Reproduce word for word everything in the spare tire rack text from "Didn’t want to" down to "down hard and…done.".

=== Given text ===
○ ○ ○
What does that have to do with gym memberships and weight machines? Hang on. We’re getting there.
The spare tire rack had a problem. Two half-inch bolts jut forward, extending out through the wheel rim’s center hole, which on this vehicle measures around five inches in diameter. Since the bolt mounts are 3 3/8″ apart on center, there’s plenty of room for the bolts to fit through the rim. Once the tire is more or less in place, a flat piece of strap steel (with two holes bored through it) is fitted over the exposed bolt ends. Nuts then screw the holding system down tight and…good to go.
Except…those spare tire mounting bolts turned out to be carriage bolts, held snug to back-iron mounting holes by stab-you thin flexy-nasty lock washers. Supposedly.
What’s a carriage bolt? There must be a word play joke in there somewhere, but basically, carriage bolt designs date from the time of horse drawn carriages. A century ago, these bolts were everywhere. Today, they’re about as hard to find as black-and-white television sets. Each bolt has a round, low-profile head that looks a bit like a flying saucer UFO had been sawed in half. Below the head, there’s a square neck, made that way to fit through a square hole in fairly thin steel. When carriage bolts work right, they’re awesome as can be, providing no-snag heads perfectly suited for the exteriors of, well, carriages. Sadly, these two bolts and their square-hole counterparts no longer fit together snugly on the motorhome, or perhaps never did fit right from the factory. Try to turn a tight nut loose or a loose nut tight, and guess what happens? Yep. You got it. The low profile, round bolt head spins around and around, sort of like a dead redneck grandfather in his grave who just found out his only grandson is gay and hates firearms.
And you cannot put a wrench on that roundy bolt head to stop the spinning.
Had the officer not been helping me, that spare would still be stuck on the rack on the freeway shoulder in southern Arizona. In the end, that day, I was jamming my leather-glove-encased thumb and forefinger against that sneaky round head as hard as I possibly could while the Highway Patrolman worked the nut loose with a socket wrench. Ghost, even at his weakest, still a functional friction wrench.
Didn’t want to try that again. Those carriage bolts had to go. The solution? Regular hex head bolts, held tightly to the rack by square nuts cinched down hard on the wheel rim side of the mounting strap steel. Once that’s done, lift the tire into place. Add outer lock-tire-in-place piece of strap steel over the bolt ends. Add lock nuts. Cinch down hard and…done.
Bored yet? Hey, we’re still getting there. It won’t be long now. There really is a point to all this.
○ ○ ○
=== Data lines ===
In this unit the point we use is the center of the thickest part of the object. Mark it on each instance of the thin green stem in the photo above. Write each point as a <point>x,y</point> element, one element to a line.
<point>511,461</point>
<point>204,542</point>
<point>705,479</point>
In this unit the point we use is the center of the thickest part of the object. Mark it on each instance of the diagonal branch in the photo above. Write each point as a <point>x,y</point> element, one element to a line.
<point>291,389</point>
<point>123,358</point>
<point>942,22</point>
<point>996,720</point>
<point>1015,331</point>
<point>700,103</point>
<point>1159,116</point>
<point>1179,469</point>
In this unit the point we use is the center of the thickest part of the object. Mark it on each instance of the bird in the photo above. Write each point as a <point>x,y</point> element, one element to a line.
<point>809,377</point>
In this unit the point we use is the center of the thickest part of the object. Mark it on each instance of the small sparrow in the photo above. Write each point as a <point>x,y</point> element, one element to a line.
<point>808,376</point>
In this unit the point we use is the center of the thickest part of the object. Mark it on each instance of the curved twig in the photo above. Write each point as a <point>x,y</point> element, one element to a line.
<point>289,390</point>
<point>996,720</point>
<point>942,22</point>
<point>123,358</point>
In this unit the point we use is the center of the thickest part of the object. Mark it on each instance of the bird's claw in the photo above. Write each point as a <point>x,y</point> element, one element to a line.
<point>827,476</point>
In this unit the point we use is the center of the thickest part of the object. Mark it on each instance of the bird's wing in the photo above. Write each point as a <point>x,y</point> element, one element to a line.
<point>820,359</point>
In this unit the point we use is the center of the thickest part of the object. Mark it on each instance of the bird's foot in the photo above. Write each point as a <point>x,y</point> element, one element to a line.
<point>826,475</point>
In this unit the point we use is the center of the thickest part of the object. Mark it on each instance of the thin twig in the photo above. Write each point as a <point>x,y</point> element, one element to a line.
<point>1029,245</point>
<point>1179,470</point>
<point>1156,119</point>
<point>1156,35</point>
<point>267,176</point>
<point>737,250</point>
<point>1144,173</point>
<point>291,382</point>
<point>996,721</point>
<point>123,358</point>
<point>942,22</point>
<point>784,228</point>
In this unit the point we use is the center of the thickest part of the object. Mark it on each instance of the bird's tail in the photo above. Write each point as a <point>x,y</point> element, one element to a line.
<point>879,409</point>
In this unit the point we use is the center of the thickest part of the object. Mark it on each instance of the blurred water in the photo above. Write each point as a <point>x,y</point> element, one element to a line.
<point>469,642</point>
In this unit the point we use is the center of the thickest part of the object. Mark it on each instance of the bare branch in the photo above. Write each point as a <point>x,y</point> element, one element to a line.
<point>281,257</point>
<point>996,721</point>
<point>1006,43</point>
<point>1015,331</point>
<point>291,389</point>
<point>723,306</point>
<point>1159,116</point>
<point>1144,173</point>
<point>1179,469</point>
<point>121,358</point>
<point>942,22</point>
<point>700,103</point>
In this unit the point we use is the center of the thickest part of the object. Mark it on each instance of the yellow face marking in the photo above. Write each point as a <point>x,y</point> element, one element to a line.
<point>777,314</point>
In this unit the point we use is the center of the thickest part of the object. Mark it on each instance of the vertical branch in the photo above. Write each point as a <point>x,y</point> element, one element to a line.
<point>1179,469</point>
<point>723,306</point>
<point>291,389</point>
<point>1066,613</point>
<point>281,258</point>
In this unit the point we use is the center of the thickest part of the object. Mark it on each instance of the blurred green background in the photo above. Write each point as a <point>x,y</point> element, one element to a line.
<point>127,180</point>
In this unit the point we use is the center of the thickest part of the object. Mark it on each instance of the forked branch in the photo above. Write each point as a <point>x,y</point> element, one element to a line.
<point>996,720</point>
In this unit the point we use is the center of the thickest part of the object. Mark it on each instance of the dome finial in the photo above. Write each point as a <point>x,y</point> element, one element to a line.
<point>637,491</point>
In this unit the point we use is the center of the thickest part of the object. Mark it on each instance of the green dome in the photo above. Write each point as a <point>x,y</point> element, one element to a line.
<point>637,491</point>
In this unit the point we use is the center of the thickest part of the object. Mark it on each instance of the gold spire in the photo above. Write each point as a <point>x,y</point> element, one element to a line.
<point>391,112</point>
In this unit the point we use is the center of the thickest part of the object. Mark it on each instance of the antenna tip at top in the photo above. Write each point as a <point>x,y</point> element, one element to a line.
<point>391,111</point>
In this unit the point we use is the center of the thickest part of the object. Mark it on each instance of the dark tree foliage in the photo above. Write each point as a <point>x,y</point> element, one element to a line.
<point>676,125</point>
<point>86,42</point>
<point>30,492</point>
○ ○ ○
=== The answer ===
Didn’t want to try that again. Those carriage bolts had to go. The solution? Regular hex head bolts, held tightly to the rack by square nuts cinched down hard on the wheel rim side of the mounting strap steel. Once that’s done, lift the tire into place. Add outer lock-tire-in-place piece of strap steel over the bolt ends. Add lock nuts. Cinch down hard and…done.